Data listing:
....................

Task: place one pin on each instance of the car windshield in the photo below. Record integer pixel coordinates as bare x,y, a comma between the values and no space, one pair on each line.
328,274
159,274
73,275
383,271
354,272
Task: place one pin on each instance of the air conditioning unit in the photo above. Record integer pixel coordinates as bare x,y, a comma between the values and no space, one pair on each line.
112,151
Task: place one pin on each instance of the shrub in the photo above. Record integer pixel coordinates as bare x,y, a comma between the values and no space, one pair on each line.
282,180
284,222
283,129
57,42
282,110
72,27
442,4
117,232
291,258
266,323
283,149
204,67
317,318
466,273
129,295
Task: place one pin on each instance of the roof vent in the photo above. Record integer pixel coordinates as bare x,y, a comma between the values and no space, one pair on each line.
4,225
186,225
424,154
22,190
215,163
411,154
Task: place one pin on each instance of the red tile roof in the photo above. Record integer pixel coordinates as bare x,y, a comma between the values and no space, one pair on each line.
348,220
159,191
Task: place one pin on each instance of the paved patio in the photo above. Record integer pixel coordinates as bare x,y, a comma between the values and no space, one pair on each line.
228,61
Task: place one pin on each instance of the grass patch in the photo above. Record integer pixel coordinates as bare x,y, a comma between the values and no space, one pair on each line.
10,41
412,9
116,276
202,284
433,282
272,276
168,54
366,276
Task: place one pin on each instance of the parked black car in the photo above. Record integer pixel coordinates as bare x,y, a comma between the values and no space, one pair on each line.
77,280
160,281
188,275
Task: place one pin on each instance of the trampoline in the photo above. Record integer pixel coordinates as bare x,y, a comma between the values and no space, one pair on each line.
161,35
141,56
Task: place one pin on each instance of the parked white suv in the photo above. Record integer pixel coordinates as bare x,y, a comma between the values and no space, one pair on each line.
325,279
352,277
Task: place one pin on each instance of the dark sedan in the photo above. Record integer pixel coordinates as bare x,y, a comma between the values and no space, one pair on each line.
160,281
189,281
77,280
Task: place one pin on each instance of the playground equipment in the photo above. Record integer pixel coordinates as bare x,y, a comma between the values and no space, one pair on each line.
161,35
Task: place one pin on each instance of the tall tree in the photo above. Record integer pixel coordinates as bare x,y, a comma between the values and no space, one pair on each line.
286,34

....................

### Given exercise
Repeat the material above in full, quoting it exactly.

### Solution to this exercise
Task: place one pin on each instance of the car windshield in the photo below. Record integer pixel coordinates as bare x,y, a comma between the values and no space, one pair on each line.
328,274
159,274
73,275
383,271
354,272
Task: place one pin on each instance of the air conditioning unit in the photo above. Record integer pixel coordinates as bare x,y, a comma between the values and no space, one pair on each line.
112,151
Task: place one pin on each instance of the shrub in the photo above. Record integer pixel coordinates as bare x,y, a comma between the values and no space, one pair on each line.
282,180
284,222
283,129
57,42
282,110
72,27
442,4
117,232
291,258
266,323
283,149
204,67
317,318
466,273
129,295
Task: place one pin on each instance of the roof vent in the photo above. Record integer pixel coordinates as bare x,y, a comma between the values and no space, one pair on each line.
4,225
186,225
424,154
22,190
215,163
411,154
Task: place one pin on each instance of the red tile roof in the photo above. Record integer pixel coordinates as bare x,y, a comma between the values and no space, one pair on each line.
348,220
159,191
Task: place one pin on each instance of the paved patio in the photo above. Record integer pixel coordinates as bare x,y, a comma between the values and no space, one pair on each line.
228,61
Task: place one pin on each instance of the grass patch in the photo above. Record integer pixel coordinates as bare x,y, a comma between the values and no space, one pair on each line.
10,41
412,9
116,276
202,284
433,282
272,276
168,54
366,276
Task: place one pin on each instance of the parked black car in the photo above. Record integer pixel coordinates as bare x,y, a comma between the values and no space, one pair on each line.
77,280
160,281
188,275
Task: place one pin on each instance of the trampoline in the photo above. Record integer pixel coordinates as bare x,y, a comma between the values and no space, one pair on each line.
161,35
141,56
Task: place one pin on each instance of the parked white suv in the photo above. Record integer pixel coordinates as bare x,y, a comma between the values and no space, one pair on each line.
325,279
352,277
Task: place one pin on each instance of the dark sedan in the photo above. Record integer pixel coordinates as bare x,y, a comma between the values and no space, one pair on each line.
160,281
189,281
77,280
Task: place one pin on each instance of the playground equipment in the photo above. Record integer pixel coordinates as bare x,y, a comma between the values and no space, one pair on each line.
161,35
Task: place one pin on each instance of the tall tree in the photo above. Record integer pixel coordinates as bare x,y, a comma between the values and no space, one pair on each line.
286,34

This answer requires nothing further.